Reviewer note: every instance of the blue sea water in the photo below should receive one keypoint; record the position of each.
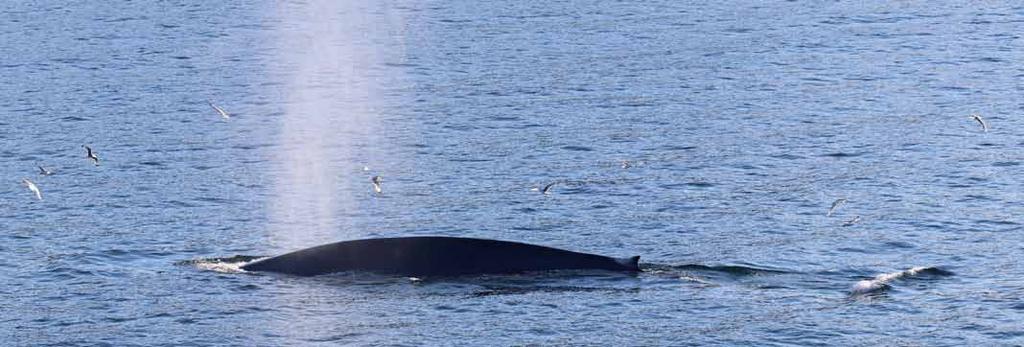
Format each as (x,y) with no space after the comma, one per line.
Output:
(741,122)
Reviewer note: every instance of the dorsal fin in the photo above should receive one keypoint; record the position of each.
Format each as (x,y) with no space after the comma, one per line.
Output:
(633,263)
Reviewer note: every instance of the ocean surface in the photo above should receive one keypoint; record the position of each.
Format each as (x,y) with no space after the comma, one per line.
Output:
(711,139)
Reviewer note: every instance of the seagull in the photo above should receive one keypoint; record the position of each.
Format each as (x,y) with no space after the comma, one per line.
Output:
(984,126)
(836,205)
(220,111)
(377,183)
(32,186)
(89,154)
(43,171)
(852,221)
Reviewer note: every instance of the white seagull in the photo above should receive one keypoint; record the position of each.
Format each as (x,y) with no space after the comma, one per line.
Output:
(91,155)
(377,180)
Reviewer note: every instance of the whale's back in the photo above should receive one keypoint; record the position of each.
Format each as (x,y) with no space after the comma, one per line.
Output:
(436,256)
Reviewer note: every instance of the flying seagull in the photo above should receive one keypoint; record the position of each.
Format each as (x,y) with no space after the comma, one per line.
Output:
(836,205)
(89,154)
(377,180)
(32,186)
(220,111)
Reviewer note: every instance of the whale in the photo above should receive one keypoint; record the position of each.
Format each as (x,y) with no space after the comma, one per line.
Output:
(436,256)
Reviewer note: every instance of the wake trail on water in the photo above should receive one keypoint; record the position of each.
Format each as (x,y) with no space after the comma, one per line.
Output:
(882,282)
(223,265)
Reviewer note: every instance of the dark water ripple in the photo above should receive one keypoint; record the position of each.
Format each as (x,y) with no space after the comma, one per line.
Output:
(740,122)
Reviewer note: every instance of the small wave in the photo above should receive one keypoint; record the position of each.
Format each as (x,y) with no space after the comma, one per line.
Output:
(738,270)
(882,282)
(223,265)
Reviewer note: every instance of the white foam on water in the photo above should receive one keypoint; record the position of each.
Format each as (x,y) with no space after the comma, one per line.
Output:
(881,282)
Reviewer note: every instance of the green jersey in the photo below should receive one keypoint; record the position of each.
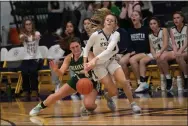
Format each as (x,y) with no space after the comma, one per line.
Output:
(77,67)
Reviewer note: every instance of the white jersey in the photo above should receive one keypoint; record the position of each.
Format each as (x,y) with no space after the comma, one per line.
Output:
(103,47)
(180,37)
(31,48)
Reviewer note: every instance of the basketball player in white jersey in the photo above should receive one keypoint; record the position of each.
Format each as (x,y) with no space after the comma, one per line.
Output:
(179,41)
(161,50)
(104,43)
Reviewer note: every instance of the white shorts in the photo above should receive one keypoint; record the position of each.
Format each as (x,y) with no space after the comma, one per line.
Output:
(101,70)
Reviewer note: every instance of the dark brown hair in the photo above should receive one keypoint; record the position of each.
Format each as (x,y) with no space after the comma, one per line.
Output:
(116,20)
(156,19)
(181,14)
(140,14)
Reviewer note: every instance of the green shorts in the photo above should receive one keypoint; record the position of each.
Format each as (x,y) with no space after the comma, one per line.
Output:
(73,81)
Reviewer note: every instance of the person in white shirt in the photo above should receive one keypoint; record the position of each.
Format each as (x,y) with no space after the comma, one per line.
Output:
(29,37)
(179,35)
(104,43)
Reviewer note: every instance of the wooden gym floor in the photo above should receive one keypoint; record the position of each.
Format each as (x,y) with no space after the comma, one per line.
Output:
(158,108)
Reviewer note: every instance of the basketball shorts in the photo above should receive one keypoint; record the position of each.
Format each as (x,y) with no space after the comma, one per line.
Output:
(74,79)
(101,70)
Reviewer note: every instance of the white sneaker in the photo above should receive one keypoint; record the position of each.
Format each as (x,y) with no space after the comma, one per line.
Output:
(84,111)
(74,97)
(135,107)
(36,110)
(142,87)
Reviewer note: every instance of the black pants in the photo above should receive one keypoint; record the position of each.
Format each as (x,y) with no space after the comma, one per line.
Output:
(29,70)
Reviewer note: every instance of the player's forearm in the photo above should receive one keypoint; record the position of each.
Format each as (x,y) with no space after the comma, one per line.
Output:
(183,47)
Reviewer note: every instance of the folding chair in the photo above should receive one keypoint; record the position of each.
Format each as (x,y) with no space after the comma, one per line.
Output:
(11,66)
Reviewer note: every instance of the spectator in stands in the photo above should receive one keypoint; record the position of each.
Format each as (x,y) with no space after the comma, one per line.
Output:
(30,40)
(111,6)
(55,10)
(140,47)
(124,50)
(147,11)
(84,36)
(89,9)
(161,50)
(179,35)
(134,6)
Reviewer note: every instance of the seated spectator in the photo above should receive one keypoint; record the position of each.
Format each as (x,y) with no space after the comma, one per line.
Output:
(140,47)
(179,38)
(159,43)
(30,40)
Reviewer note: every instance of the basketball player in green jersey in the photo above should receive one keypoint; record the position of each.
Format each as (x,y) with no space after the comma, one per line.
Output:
(75,62)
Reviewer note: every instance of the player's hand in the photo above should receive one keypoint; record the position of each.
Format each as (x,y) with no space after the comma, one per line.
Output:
(91,64)
(177,54)
(53,66)
(37,37)
(132,53)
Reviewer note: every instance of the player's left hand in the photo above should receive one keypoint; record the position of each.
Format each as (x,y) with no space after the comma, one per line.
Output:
(91,64)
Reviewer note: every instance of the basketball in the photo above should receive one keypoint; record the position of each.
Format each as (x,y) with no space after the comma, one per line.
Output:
(84,86)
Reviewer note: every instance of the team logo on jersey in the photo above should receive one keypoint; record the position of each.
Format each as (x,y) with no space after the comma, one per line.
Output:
(15,53)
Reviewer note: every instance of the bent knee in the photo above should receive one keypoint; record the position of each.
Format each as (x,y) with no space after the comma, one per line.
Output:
(90,105)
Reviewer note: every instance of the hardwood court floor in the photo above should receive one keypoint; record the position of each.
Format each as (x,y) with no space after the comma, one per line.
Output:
(159,109)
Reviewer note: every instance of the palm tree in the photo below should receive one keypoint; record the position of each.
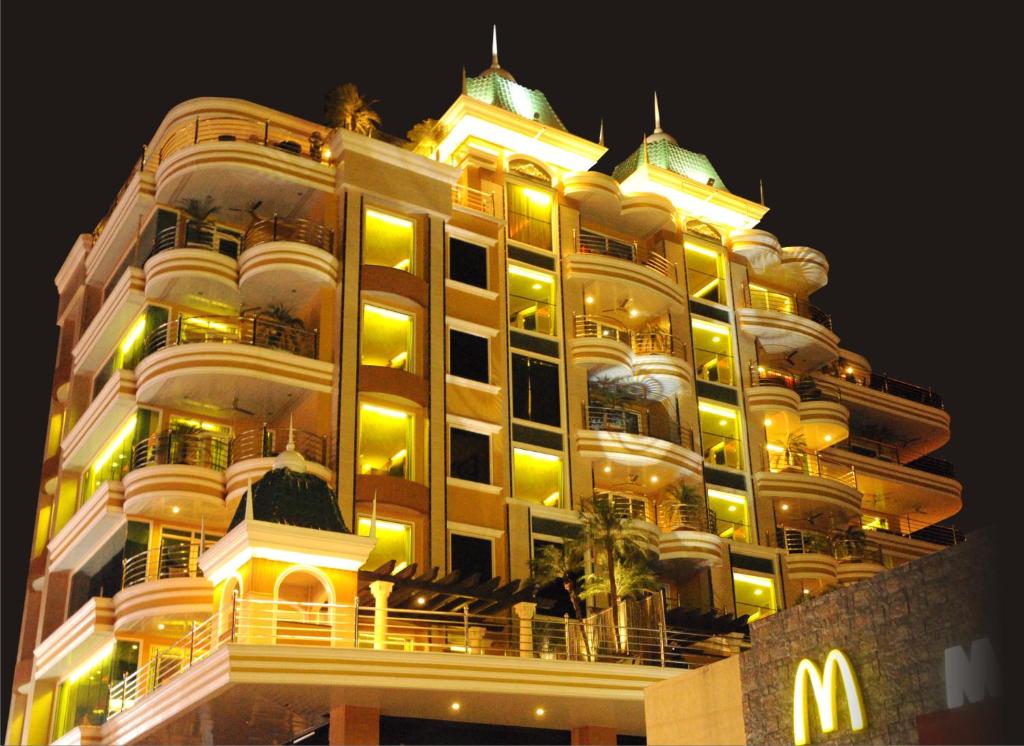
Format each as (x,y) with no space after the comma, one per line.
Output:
(615,543)
(426,136)
(344,106)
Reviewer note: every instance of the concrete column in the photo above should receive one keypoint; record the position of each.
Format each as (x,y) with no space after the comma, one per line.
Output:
(593,736)
(381,590)
(525,610)
(352,725)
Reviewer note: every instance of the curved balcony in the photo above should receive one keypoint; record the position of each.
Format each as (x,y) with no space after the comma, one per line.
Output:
(662,448)
(252,452)
(284,259)
(790,328)
(195,264)
(230,363)
(160,586)
(178,475)
(650,279)
(809,487)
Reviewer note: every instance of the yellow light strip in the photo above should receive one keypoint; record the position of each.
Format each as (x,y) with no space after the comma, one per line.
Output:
(719,410)
(393,219)
(523,272)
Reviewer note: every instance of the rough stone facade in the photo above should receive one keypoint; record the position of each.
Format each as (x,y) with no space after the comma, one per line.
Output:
(894,628)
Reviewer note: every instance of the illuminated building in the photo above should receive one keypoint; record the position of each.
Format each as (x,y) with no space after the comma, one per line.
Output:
(461,347)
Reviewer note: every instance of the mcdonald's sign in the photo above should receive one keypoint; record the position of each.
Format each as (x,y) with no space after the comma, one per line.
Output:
(837,668)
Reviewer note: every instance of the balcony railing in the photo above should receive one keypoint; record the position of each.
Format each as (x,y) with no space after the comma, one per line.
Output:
(199,448)
(895,387)
(267,441)
(814,465)
(467,196)
(253,331)
(784,304)
(338,625)
(636,422)
(301,231)
(588,243)
(171,560)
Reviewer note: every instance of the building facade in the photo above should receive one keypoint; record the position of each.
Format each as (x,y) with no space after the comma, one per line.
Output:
(463,345)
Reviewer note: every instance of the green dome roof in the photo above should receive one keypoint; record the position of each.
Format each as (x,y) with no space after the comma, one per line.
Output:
(665,152)
(293,498)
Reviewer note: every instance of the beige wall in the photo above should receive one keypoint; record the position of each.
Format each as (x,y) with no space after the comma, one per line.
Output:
(699,706)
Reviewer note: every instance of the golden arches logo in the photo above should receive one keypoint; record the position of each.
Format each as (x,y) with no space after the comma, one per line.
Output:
(837,664)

**Work to complete**
How many lines of the entries above contain the word "spectator"? Give the number alone.

**Solution to this exercise**
2